> **STATED TASK 1**
In the records, substitute "black rock" for "dark rock" and give the lines again from the first line up to and including the line with "x=57, y=195", changing nothing else and leaving the pictures out.

> **TEXT TO READ**
______________________________

As for your age, yes, it will be tough. 18 is a young and tough number that is tagged to you. You may be older than everyone of us talking to you in smarts, but insurance companys and business companys look at that 18 number. Before you make the jump, call insurance companys and see if; A: They will even cover you, B: How much?

Not sure if I understand what you have for equipment, but if I read you post correct, you don't even have your own truck yet... I would start there. Maybe get a truck and blade of your own for next season and sub for somone with your truck. You will make at least double the cash an hour, and it will give you a chance to test out your equipment while still having a company with more equipment in you back pocket incase you have a breakdown. Just my $0.02

I am not trying to scare you, I am just telling you some of the things that are aspects of business that most don't think of. Many guys out there are just running around with a snowplow on the front of their trucks and if they hit or wreck somthing, they will deal with the problem when it happens. DON'T BE THOSE GUYS. Those guys are the reason that insurance costs so much for the rest of us and why some jobs you can't even step on their property without a huge liability policy in your company's name.


----------



## plowatnight (Mar 10, 2010)

*on your own*

I've been self-employed most of my 25 working years, If you do this and stick to it, you'll be someone we can be very proud of. Make sure you have adequate ins. and pay the proper fees and taxes, so you're on a level playing field with all of us. Charge what you're worth and join us,after all, misery loves company


----------



## powerstroke08 (Mar 7, 2010)

Thanks for all the input! This is something I have been thinking about sense the first season i rode in a truck when i was like 10 years old! I wrote on hear because if i do this i want it to be done right and not low ball or anything like that. this is what i like to do if i could i would have it snow all year. Thanks again for all the support from most you 

Tim


----------



## F350plowing (Oct 11, 2009)

If it is what you want to do then i say go for it! Im glad to see you want to do things right and take the time and ask thing instead of just getting a blade and putting good people out of accounts!

Good Luck


----------



## powerstroke08 (Mar 7, 2010)

F350plowing;1025709 said:


> If it is what you want to do then i say go for it! Im glad to see you want to do things right and take the time and ask thing instead of just getting a blade and putting good people out of accounts!
> 
> Good Luck


Thanks, I do want to do it right and be successful at it! I figured it would be better to try this when im young when i don't have house payments or truck payments to make so if im successful i can keep it going but if not i can sub or something like that. I just got the truck so that's not a problem so i might as well give it a try sense it is what i want to do!

______________________________

> **RECORDS FOR PROCESSING**
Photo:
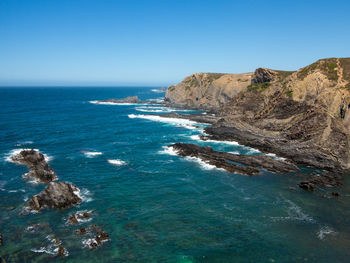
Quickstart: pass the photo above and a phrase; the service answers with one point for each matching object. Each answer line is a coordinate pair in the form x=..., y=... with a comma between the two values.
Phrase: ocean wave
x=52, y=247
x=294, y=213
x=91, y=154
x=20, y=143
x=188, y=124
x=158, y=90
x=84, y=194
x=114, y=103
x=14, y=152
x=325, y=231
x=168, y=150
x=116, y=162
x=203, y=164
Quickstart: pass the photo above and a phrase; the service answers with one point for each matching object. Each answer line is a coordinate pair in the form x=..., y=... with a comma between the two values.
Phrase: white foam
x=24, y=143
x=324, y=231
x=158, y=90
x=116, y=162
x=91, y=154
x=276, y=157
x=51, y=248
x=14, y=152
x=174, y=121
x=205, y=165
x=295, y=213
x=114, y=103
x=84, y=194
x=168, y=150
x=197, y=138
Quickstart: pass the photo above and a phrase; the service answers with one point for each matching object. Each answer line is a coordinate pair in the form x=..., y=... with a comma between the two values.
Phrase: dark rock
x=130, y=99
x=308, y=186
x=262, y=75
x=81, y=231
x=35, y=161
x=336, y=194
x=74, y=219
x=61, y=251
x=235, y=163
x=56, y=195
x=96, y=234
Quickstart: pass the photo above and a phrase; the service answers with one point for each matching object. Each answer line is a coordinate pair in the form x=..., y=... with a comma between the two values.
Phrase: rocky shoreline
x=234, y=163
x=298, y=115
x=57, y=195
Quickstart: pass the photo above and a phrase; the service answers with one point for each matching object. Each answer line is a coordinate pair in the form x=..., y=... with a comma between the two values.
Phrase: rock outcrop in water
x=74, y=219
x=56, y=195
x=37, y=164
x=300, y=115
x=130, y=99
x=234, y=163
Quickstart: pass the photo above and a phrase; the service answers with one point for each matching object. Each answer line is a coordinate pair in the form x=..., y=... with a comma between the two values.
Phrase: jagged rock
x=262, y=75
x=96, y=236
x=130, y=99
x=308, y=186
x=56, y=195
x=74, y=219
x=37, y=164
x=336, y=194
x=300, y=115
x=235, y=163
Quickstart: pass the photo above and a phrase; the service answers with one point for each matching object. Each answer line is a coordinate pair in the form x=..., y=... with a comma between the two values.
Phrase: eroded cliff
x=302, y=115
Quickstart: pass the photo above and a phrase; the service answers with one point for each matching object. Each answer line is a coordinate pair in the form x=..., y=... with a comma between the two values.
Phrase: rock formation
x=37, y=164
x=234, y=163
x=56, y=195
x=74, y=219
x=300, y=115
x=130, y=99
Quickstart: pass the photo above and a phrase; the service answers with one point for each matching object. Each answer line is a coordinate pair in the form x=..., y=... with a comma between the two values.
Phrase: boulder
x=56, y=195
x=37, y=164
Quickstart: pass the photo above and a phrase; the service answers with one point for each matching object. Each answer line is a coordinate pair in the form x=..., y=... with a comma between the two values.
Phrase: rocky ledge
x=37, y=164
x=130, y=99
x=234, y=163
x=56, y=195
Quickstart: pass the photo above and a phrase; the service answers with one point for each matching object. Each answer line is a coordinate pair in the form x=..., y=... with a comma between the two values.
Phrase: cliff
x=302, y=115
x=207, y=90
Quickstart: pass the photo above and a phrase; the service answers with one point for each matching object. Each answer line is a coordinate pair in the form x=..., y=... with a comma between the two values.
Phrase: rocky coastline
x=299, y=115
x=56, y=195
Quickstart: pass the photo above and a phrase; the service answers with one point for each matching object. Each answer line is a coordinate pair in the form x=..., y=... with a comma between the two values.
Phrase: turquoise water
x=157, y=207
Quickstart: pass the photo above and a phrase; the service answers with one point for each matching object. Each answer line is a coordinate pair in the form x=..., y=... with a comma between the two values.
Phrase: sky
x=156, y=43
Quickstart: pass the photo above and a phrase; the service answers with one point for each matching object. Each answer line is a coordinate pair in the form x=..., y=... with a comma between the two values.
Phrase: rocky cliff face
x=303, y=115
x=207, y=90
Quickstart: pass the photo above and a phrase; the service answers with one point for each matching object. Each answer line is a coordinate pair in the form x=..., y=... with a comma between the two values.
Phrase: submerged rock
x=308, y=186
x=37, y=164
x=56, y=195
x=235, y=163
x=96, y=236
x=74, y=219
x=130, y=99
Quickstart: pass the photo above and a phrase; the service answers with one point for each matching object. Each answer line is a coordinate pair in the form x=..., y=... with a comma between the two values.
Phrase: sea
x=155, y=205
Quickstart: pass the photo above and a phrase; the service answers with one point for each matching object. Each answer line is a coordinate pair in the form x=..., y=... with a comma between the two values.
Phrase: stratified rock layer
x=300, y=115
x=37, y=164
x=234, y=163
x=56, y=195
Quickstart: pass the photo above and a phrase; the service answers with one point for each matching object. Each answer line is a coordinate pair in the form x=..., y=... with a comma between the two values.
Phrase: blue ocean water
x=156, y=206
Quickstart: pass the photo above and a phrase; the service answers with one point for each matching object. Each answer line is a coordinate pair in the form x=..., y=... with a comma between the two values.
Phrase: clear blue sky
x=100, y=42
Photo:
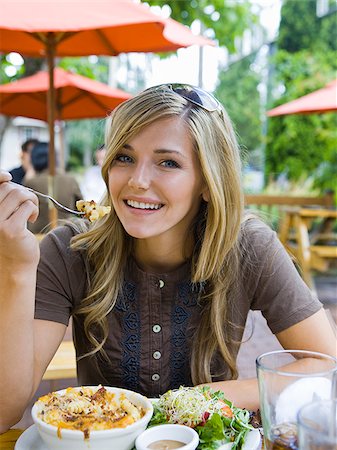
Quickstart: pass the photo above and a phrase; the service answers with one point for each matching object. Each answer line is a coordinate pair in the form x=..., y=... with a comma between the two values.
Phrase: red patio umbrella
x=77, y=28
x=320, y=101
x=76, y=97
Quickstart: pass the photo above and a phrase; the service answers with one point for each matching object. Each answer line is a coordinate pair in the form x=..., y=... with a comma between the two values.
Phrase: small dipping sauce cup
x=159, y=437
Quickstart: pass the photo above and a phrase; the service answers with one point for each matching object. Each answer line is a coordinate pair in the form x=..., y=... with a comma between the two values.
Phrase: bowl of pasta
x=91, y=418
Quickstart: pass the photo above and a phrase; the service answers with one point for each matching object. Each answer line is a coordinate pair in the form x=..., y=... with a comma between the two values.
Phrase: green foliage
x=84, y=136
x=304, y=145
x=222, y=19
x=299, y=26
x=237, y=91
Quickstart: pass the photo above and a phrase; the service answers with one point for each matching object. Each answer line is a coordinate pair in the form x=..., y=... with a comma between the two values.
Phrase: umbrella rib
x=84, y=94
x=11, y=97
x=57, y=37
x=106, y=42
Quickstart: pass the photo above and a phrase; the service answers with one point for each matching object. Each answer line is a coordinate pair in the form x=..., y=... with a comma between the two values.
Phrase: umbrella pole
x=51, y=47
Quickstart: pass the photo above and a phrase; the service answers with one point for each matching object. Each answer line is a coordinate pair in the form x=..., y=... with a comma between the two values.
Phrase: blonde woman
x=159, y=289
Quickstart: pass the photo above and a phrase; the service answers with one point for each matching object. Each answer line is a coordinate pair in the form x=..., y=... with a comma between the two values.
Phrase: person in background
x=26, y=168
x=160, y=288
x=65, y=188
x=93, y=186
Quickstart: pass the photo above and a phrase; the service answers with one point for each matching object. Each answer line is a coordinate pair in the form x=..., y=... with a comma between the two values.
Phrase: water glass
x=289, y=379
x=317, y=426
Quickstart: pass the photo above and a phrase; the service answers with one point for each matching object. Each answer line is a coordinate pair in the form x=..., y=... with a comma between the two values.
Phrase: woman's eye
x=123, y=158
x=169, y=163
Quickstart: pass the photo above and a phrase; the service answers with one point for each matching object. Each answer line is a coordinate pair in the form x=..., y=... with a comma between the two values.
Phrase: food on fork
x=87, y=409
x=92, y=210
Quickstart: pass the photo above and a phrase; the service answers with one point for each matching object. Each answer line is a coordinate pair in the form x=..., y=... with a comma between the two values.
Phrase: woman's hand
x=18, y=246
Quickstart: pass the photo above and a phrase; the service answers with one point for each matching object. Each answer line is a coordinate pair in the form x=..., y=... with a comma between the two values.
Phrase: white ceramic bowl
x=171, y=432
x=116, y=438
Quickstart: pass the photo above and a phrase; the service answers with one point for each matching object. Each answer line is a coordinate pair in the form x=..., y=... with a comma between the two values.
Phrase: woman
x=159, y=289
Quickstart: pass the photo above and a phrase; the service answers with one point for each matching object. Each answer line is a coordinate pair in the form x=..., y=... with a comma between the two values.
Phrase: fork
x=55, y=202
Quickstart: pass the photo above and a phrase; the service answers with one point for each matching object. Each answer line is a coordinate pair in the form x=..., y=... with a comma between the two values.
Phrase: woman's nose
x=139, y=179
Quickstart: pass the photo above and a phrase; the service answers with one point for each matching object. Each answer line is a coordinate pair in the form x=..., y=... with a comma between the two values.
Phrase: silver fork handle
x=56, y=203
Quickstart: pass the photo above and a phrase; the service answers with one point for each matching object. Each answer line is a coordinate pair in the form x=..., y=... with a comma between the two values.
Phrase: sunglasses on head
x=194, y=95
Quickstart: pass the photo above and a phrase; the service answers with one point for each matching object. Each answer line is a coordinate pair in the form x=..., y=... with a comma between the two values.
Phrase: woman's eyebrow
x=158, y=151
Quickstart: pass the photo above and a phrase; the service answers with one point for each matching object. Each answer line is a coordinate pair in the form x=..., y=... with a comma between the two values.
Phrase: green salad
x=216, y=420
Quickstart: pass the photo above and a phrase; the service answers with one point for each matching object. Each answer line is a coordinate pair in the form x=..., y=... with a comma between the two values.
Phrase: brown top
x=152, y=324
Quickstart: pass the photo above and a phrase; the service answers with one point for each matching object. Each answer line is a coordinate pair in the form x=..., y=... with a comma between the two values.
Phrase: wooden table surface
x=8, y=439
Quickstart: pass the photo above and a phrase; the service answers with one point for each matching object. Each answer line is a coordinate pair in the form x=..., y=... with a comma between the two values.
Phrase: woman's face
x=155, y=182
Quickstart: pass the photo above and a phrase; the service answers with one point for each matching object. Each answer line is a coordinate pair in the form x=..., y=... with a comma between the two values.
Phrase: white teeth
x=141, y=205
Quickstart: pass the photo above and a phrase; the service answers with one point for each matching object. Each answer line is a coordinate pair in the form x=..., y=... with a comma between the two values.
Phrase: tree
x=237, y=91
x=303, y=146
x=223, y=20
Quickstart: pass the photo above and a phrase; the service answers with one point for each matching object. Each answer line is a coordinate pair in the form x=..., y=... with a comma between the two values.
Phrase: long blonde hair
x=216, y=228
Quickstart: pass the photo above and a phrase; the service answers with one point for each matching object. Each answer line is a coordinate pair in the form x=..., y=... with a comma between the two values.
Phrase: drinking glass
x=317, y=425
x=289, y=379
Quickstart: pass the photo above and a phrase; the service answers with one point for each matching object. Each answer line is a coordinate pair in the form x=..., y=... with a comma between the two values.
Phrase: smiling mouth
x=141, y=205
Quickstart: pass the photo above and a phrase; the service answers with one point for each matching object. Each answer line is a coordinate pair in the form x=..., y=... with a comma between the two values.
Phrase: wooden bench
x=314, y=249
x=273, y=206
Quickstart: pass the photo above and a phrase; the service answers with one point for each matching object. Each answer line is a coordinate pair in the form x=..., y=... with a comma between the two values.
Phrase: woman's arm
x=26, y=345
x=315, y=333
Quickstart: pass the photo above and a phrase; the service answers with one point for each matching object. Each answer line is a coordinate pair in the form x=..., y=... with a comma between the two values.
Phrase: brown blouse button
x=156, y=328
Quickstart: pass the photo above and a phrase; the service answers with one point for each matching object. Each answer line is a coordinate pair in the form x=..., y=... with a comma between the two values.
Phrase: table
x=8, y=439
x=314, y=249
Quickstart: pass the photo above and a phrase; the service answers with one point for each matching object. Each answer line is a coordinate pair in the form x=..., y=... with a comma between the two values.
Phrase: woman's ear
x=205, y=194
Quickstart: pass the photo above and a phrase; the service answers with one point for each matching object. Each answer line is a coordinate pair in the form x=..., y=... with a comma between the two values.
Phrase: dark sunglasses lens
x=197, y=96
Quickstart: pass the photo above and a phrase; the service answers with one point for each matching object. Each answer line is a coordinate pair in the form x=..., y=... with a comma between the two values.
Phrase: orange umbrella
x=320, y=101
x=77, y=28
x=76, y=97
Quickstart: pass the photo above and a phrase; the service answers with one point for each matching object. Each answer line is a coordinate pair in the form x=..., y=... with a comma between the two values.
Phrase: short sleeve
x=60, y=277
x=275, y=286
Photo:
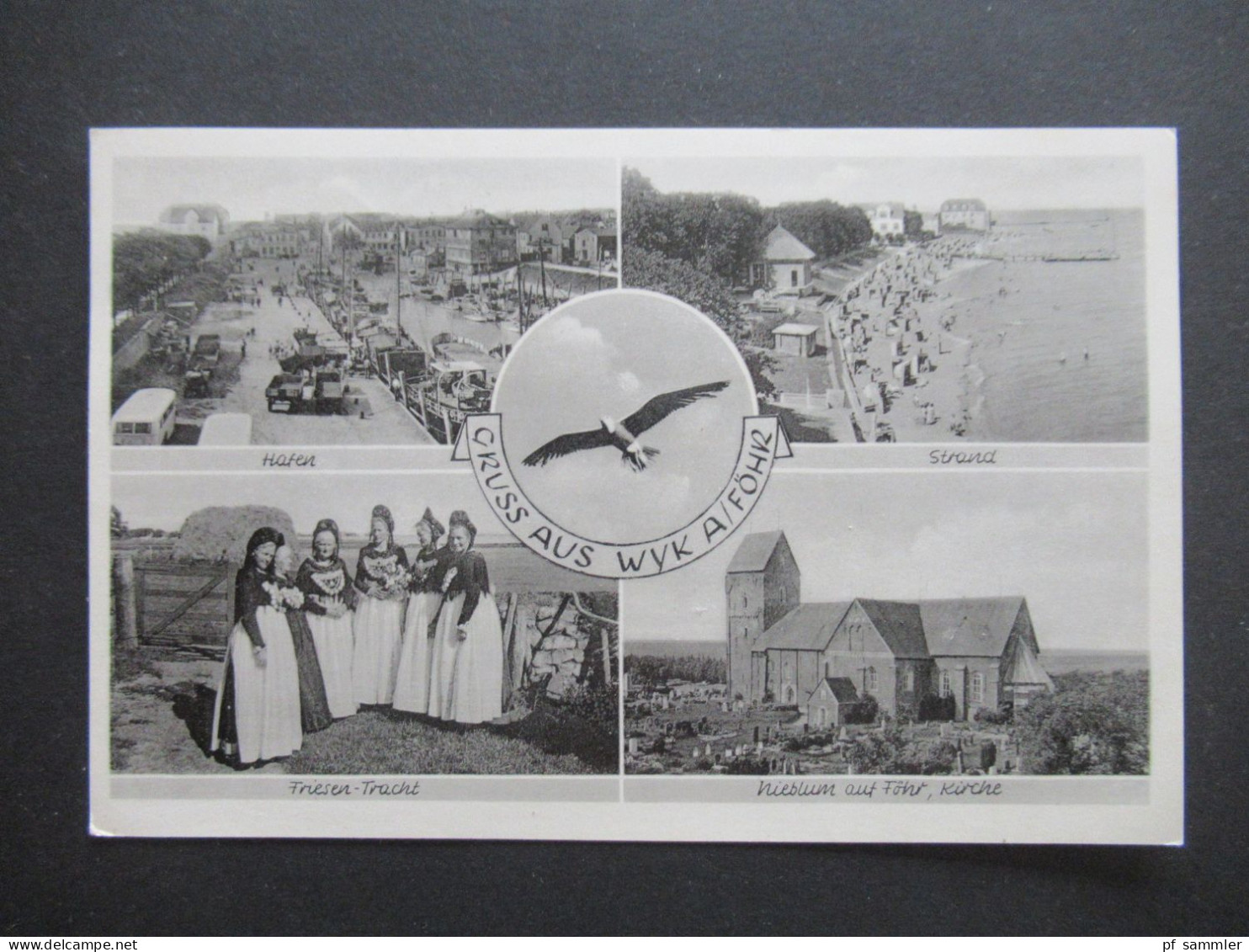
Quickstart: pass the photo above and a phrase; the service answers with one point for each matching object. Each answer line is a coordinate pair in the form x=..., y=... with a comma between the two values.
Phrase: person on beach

______________________________

> **STATED TASK 2**
Please retype the snowplowing thread from "Thanks, I do" up to and including "want to do!", word for word.

> **TASK RESULT 1**
Photo:
Quickstart: pass the photo above and a phrase; the service answers with one point for each matching object. Each answer line is a coordinate pair in the form x=..., y=... with a comma between the two values.
Phrase: ocean wave
x=52, y=247
x=294, y=213
x=91, y=154
x=20, y=143
x=188, y=124
x=158, y=90
x=84, y=194
x=114, y=103
x=14, y=152
x=325, y=231
x=168, y=150
x=116, y=162
x=203, y=164
Quickstart: pass the photo above and a phrase; the service answers with one point for each matching object. Each answer line is a coordinate pair in the form x=..., y=... with a comma between the two values.
Phrase: white foam
x=24, y=143
x=324, y=231
x=158, y=90
x=116, y=162
x=91, y=154
x=276, y=157
x=51, y=248
x=14, y=152
x=174, y=121
x=205, y=165
x=295, y=213
x=114, y=103
x=84, y=194
x=168, y=150
x=197, y=138
Quickstart: pass the photo above and a phrase; the service answers with one point for each matching object. Each answer line is a coordinate pair in the form x=..., y=... with a comma between the two values.
Phrase: black rock
x=130, y=99
x=308, y=186
x=262, y=75
x=81, y=231
x=35, y=161
x=336, y=194
x=74, y=219
x=61, y=251
x=235, y=163
x=56, y=195
x=96, y=234
Quickstart: pass the photo above and a phrase; the service answers with one point for each matching object. Each answer line is a coordinate pair in the form x=..., y=... with a comma between the two values.
Phrase: rocky shoreline
x=234, y=163
x=298, y=115
x=57, y=195

> **TASK RESULT 2**
Thanks, I do want to do it right and be successful at it! I figured it would be better to try this when im young when i don't have house payments or truck payments to make so if im successful i can keep it going but if not i can sub or something like that. I just got the truck so that's not a problem so i might as well give it a try sense it is what i want to do!